> Excerpt provided
>>>
Our results indicate that the COL1A1 rs2075555 polymorphism may not affect susceptibility to high myopia.

Keywords: collagen type I alpha 1, polymorphism, high myopia, Meta-analysis

INTRODUCTION

Myopia is a common eye disorder that has been widely studied in recent years[1][3], particularly because of its increasing prevalence across populations worldwide[4]. According to epidemiological evidence, the incidence of myopia is increasing, especially in East Asia[3],[5][6]. Previous studies have indicated that the greatest contributor to myopic refraction is the axial length[7], and when the elongation of the eyeball is excessive, high myopia occurs. High myopia is an extreme form of myopia that is characterized by a spherical equivalent of less than -6.00 diopters or an axial length greater than 26 mm. Many serious complications are associated with high myopia, including retinal detachment, glaucoma, cataracts, macular degeneration, and scleral staphyloma[8]. High myopia is one of the major causes of blindness in many countries and is an important public health problem worldwide[9].

Unfortunately, the pathogenesis of high myopia remains unclear. Although environmental factors such as near work, higher educational levels, and poor economic development levels have been implicated in the occurrence of high myopia[10][11], they cannot explain all cases. However, many studies suggest that genetic factors may be responsible for high myopia[12][14]. Recent reports have demonstrated that interactions of multiple genetic and environmental factors may contribute to the development of high myopia[15][16], and several genes have been confirmed to have an association with susceptibility to high myopia[12],[14],[17][19]. However, other studies have not been able to replicate the original findings for these genes[20][22]. In particular, the collagen type I alpha 1 (COL1A1) gene has been studied.
<<<
(Dataset entries)
>>>
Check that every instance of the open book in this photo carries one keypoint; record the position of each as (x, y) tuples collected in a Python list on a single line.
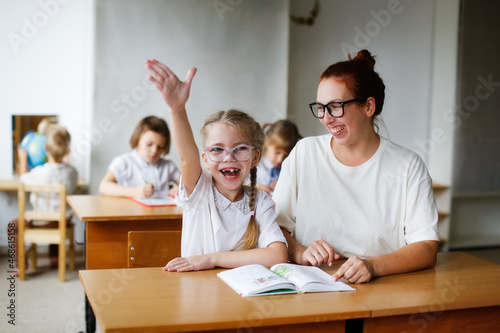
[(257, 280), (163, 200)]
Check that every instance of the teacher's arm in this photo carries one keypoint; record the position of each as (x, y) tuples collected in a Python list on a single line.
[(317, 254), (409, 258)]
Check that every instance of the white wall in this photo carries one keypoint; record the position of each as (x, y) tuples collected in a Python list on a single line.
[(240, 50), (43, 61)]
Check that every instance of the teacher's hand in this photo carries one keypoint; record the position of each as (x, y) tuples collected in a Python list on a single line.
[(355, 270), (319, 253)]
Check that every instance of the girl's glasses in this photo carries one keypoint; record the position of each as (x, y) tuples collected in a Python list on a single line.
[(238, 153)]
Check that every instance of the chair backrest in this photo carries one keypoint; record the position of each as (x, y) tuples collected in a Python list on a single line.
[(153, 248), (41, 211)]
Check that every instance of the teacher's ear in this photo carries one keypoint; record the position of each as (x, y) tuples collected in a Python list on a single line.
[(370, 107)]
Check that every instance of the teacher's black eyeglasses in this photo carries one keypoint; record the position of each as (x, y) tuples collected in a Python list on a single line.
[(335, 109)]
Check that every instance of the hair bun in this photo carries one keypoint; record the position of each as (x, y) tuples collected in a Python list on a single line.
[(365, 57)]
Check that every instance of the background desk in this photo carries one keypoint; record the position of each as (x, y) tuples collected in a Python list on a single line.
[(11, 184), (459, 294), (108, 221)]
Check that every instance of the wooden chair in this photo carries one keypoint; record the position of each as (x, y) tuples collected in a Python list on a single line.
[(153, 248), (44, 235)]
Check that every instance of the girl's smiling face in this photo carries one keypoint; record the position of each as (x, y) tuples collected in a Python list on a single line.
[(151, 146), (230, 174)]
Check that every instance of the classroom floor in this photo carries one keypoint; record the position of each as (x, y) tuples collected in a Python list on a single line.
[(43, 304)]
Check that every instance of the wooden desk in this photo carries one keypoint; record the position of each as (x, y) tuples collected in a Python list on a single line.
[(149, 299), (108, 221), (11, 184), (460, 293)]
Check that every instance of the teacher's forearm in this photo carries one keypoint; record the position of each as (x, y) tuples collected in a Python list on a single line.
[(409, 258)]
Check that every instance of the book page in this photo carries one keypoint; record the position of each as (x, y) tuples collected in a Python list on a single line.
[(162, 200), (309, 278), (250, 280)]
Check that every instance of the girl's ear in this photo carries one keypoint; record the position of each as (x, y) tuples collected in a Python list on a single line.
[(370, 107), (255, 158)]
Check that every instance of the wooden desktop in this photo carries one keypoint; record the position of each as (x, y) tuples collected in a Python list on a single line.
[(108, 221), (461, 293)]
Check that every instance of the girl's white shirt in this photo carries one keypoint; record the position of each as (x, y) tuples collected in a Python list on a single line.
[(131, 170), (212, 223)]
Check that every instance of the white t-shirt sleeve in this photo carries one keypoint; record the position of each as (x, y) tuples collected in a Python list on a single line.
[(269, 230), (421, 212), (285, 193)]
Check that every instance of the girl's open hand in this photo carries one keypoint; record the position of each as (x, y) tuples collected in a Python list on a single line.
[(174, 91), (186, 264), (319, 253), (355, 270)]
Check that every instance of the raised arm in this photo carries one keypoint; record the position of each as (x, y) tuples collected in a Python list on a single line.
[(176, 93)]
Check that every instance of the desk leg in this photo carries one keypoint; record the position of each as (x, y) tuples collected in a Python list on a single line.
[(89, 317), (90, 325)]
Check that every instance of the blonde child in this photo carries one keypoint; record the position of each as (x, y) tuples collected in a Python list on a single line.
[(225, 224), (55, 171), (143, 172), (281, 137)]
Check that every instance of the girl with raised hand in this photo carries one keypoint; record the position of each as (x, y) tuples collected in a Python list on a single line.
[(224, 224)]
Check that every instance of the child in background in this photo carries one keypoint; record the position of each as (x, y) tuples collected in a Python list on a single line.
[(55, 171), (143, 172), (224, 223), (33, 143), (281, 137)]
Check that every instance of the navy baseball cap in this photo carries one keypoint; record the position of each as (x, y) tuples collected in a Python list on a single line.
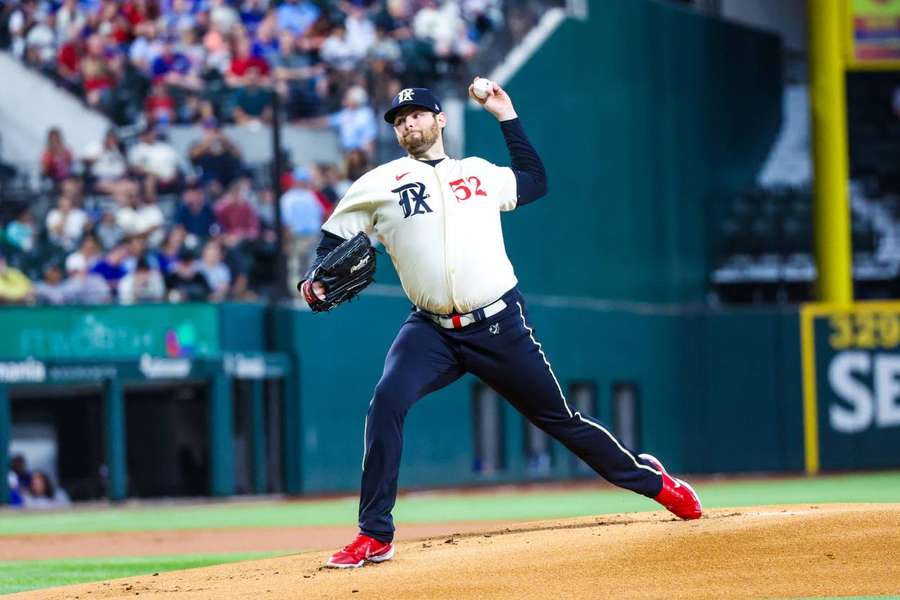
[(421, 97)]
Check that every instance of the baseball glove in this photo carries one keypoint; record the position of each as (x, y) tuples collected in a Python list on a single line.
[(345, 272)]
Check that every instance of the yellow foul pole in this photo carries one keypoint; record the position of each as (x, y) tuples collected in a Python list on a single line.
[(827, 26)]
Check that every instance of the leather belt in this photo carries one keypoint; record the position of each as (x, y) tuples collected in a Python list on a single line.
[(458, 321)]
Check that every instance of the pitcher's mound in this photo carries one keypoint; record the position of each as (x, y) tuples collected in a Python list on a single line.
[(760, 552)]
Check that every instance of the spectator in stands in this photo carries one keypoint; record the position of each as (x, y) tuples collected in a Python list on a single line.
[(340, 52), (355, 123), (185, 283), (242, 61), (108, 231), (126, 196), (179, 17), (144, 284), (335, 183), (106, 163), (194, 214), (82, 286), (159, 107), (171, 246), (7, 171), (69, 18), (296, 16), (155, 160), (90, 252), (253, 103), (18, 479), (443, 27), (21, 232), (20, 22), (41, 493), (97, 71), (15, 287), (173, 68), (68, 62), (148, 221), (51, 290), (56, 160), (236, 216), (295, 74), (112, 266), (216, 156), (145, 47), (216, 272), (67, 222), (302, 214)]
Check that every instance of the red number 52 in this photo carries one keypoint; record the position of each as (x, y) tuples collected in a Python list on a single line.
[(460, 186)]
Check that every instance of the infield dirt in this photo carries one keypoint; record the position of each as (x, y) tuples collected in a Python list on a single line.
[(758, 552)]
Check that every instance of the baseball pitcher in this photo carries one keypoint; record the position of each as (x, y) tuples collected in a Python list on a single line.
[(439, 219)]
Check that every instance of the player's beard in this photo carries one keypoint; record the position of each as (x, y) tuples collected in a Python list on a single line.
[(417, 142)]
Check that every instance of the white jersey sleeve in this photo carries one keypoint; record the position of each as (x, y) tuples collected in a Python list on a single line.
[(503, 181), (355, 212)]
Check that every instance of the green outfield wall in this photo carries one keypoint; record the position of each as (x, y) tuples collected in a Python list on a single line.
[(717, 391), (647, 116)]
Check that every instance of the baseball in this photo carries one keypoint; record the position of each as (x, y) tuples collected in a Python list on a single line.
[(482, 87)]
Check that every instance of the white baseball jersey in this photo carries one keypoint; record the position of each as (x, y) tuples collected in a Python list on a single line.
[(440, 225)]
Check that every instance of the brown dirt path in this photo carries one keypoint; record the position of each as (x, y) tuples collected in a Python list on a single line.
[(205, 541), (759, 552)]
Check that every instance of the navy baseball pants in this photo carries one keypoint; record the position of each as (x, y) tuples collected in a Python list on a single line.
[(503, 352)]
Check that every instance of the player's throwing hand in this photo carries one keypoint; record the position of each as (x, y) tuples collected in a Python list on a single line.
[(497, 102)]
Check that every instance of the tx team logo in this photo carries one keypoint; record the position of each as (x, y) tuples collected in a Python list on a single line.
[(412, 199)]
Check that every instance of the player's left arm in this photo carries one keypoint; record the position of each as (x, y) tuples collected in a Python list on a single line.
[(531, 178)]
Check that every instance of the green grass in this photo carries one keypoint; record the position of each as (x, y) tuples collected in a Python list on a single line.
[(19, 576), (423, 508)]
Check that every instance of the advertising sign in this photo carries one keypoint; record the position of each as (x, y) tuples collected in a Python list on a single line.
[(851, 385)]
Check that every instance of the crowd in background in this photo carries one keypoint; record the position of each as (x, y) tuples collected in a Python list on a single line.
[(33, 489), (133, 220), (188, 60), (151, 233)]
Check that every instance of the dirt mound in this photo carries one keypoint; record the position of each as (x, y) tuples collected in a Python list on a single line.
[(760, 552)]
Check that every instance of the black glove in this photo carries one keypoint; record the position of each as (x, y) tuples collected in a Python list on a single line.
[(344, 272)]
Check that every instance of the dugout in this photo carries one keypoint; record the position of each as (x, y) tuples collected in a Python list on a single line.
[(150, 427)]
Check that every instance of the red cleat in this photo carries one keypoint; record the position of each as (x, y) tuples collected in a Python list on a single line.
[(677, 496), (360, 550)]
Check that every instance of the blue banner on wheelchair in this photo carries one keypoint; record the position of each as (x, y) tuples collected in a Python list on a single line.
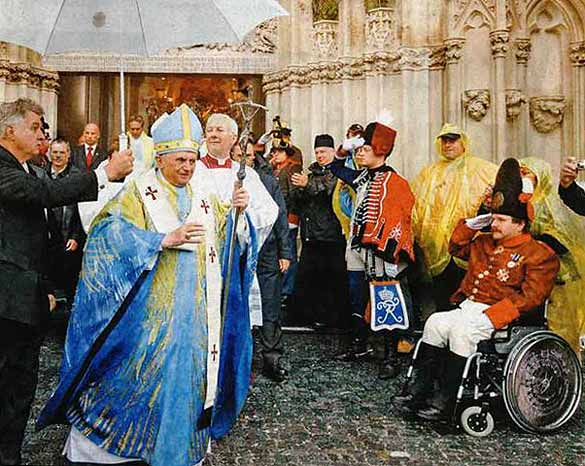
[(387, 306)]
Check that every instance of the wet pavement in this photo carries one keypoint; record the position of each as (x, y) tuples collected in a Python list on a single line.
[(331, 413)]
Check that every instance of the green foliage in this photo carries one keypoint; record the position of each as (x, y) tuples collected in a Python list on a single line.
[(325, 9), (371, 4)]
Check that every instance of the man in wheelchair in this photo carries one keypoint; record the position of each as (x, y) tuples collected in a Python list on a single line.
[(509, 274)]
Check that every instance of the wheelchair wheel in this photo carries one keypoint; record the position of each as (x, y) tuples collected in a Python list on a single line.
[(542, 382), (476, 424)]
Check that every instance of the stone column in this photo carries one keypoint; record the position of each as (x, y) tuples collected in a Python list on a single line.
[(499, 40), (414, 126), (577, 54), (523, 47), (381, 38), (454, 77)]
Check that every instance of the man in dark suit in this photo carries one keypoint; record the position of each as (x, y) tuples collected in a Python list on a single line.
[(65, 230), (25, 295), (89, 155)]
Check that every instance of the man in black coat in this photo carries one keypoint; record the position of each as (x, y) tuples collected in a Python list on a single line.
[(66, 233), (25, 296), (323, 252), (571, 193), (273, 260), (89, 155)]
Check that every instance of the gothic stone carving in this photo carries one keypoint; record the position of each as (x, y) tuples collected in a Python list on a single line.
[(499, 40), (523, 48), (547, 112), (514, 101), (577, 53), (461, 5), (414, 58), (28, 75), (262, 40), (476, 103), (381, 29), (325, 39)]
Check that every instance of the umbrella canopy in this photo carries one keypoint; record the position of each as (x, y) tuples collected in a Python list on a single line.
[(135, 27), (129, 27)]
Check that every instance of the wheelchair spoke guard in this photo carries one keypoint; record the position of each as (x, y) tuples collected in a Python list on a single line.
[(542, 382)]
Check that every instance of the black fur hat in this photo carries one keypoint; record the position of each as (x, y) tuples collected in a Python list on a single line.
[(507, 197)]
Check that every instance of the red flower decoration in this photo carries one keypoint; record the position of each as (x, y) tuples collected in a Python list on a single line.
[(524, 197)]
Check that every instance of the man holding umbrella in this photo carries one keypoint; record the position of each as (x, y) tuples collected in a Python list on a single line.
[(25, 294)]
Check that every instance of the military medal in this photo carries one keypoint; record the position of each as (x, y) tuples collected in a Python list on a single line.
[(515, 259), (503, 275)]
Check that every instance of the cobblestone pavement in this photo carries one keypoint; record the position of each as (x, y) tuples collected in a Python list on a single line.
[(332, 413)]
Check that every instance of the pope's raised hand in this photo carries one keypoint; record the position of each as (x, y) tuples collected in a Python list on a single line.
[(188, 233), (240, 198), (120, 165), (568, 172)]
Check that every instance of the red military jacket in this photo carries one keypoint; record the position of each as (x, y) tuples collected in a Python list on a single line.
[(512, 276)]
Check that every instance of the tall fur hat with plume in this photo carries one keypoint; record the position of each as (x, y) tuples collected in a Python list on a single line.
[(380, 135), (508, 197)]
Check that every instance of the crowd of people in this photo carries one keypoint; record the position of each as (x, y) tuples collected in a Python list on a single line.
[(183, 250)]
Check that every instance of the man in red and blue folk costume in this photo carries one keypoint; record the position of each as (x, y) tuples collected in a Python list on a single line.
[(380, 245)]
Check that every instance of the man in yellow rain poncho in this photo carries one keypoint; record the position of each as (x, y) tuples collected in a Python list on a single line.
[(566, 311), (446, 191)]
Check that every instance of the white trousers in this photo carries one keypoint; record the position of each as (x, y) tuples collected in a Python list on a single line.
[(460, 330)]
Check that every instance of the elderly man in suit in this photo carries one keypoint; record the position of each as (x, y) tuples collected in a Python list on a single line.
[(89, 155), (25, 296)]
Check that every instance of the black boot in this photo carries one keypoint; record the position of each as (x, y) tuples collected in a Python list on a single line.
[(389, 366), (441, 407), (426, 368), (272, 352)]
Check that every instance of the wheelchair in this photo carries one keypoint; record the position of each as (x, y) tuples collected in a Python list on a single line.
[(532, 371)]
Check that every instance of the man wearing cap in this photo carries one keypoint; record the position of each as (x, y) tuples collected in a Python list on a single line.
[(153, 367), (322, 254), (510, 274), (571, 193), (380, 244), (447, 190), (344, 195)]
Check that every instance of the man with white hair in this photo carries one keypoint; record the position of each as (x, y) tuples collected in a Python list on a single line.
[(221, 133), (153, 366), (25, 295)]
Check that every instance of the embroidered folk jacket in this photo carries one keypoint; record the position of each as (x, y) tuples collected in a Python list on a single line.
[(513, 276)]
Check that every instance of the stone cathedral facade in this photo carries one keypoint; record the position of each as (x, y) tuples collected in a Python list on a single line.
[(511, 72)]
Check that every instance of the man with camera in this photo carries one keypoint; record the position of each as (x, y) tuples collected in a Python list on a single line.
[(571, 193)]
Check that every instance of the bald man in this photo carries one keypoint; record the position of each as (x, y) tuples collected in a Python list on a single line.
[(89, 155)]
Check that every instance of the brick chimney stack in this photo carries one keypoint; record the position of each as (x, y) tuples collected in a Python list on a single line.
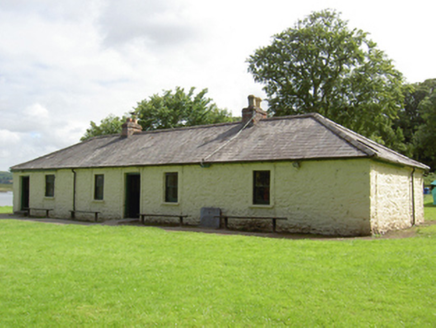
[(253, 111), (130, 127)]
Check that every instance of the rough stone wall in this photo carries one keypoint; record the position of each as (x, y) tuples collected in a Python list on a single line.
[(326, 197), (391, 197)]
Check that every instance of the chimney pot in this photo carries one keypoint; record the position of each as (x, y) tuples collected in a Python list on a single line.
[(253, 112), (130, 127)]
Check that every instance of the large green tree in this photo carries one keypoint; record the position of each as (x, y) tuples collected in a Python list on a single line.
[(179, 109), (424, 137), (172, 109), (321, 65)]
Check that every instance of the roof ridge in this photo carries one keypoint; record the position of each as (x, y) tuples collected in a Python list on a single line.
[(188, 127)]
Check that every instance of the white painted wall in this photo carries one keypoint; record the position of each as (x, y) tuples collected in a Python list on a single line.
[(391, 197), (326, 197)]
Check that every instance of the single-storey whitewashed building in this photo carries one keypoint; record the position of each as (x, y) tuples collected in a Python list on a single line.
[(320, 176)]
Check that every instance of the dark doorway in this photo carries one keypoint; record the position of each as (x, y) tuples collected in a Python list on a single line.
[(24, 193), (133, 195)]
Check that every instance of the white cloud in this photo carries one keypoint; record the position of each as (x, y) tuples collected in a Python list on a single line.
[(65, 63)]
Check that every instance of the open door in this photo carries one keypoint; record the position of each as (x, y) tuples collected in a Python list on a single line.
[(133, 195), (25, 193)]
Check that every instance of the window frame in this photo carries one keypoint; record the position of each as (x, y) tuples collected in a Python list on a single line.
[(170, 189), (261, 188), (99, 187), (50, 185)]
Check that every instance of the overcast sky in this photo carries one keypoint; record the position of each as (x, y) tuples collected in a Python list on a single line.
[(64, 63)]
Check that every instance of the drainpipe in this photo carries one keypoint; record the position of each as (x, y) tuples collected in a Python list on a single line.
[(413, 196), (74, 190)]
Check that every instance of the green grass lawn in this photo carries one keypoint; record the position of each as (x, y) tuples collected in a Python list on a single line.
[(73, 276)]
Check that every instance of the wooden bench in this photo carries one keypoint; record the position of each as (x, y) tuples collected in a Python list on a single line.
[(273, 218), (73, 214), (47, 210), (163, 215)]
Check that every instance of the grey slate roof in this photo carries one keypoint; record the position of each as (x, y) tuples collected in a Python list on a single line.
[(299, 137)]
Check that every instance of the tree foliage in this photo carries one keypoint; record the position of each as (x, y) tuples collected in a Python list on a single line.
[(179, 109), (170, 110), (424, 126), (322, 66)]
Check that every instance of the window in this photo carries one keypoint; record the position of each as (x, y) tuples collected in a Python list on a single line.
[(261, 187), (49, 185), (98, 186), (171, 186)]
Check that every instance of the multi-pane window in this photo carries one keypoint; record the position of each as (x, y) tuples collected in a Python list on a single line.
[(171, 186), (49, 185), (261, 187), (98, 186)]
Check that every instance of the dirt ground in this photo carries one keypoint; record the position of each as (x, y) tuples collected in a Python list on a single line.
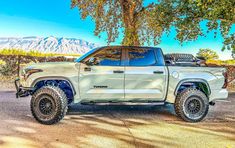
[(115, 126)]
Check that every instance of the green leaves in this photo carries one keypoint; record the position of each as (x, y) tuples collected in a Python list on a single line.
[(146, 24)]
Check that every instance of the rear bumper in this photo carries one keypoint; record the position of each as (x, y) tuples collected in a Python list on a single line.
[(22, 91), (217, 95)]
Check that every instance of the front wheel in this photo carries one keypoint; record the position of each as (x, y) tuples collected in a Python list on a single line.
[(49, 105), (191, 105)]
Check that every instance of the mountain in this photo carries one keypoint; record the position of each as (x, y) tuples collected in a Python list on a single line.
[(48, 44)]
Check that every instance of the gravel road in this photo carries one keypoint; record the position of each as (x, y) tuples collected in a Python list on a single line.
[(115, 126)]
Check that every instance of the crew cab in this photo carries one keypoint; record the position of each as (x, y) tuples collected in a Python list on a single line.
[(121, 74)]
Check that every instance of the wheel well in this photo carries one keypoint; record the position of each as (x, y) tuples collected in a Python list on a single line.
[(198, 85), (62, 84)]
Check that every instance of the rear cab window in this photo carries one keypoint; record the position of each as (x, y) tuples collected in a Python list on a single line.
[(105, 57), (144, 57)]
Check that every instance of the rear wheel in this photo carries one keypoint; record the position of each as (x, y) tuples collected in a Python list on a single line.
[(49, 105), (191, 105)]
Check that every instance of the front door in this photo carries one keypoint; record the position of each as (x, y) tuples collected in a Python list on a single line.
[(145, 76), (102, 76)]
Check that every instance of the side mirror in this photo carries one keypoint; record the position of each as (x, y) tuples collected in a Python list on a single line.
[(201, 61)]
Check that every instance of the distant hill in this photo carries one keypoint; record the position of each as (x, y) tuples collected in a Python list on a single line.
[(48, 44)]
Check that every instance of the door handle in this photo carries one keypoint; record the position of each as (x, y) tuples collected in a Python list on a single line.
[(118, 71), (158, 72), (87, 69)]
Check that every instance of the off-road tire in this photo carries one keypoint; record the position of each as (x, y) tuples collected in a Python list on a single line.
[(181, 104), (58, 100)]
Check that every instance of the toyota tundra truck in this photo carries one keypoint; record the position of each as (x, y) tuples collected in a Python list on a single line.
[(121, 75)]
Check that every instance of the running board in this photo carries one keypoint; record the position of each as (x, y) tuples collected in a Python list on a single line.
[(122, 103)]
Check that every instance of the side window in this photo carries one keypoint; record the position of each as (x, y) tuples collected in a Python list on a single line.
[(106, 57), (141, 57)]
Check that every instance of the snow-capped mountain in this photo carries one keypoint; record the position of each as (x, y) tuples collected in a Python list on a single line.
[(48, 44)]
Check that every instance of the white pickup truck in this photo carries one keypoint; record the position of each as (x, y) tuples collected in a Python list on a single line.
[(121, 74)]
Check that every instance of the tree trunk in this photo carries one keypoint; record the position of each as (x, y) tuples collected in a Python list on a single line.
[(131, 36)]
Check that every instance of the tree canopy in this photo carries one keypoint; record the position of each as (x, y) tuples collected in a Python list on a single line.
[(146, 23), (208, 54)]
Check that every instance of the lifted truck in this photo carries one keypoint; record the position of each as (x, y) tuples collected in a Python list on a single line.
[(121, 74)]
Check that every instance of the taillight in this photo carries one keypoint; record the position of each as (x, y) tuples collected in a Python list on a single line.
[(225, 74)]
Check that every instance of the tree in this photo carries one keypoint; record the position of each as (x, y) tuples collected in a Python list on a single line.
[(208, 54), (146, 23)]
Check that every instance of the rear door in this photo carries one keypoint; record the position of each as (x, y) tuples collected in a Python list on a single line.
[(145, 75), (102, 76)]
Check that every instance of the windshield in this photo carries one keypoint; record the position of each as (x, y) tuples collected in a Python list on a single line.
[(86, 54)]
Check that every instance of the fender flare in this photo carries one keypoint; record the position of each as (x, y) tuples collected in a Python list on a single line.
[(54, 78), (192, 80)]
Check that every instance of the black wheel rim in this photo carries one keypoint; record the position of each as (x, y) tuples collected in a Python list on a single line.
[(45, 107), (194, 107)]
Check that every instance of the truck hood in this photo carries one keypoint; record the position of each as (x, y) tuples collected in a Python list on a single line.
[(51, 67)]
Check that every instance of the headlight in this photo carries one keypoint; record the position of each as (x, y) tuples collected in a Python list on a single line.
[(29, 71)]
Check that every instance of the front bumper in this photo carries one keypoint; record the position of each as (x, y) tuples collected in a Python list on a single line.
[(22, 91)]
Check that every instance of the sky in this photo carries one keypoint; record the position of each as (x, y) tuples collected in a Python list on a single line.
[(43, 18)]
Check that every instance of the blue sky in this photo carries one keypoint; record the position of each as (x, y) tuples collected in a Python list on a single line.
<<<
> Assignment
Continue the excerpt on the COL1A1 gene and high myopia, beginning after its final sentence.

> Result
The COL1A1 gene is located on chromosome 17 (17q21.23), which contains the myopia 5 (MYP517q21-22) locus[23]. This gene encodes the major component (pro-α1 chains) of type I collagen. Mutations or single nucleotide polymorphisms (SNPs) of the COL1A1 gene may affect the formation of COL1A1 products by altering COL1A1 gene expression, which as a result contributes to the susceptibility to collagen-related diseases such as osteoporosis, osteogenesis imperfecta, Ehlers-Danlos syndrome, and Marfan syndrome, as well as scleral thinning[24]. The COL1A1 gene also reportedly plays an important role in the development of animal myopia[25][26]. Recently, several studies performed in different regions investigated a genetic mutation in the COL1A1 sequence [rs2075555 (homosapiens), adenine to cytosine, A>C], as a candidate biomarker associated with high myopia[19],[21],[27][29]. However, the conclusions of these previous studies remain controversial and conflicting. To further investigate the role of COL1A1 rs2075555 polymorphism in high myopia, we performed a Meta-analysis involving all the relevant published studies available.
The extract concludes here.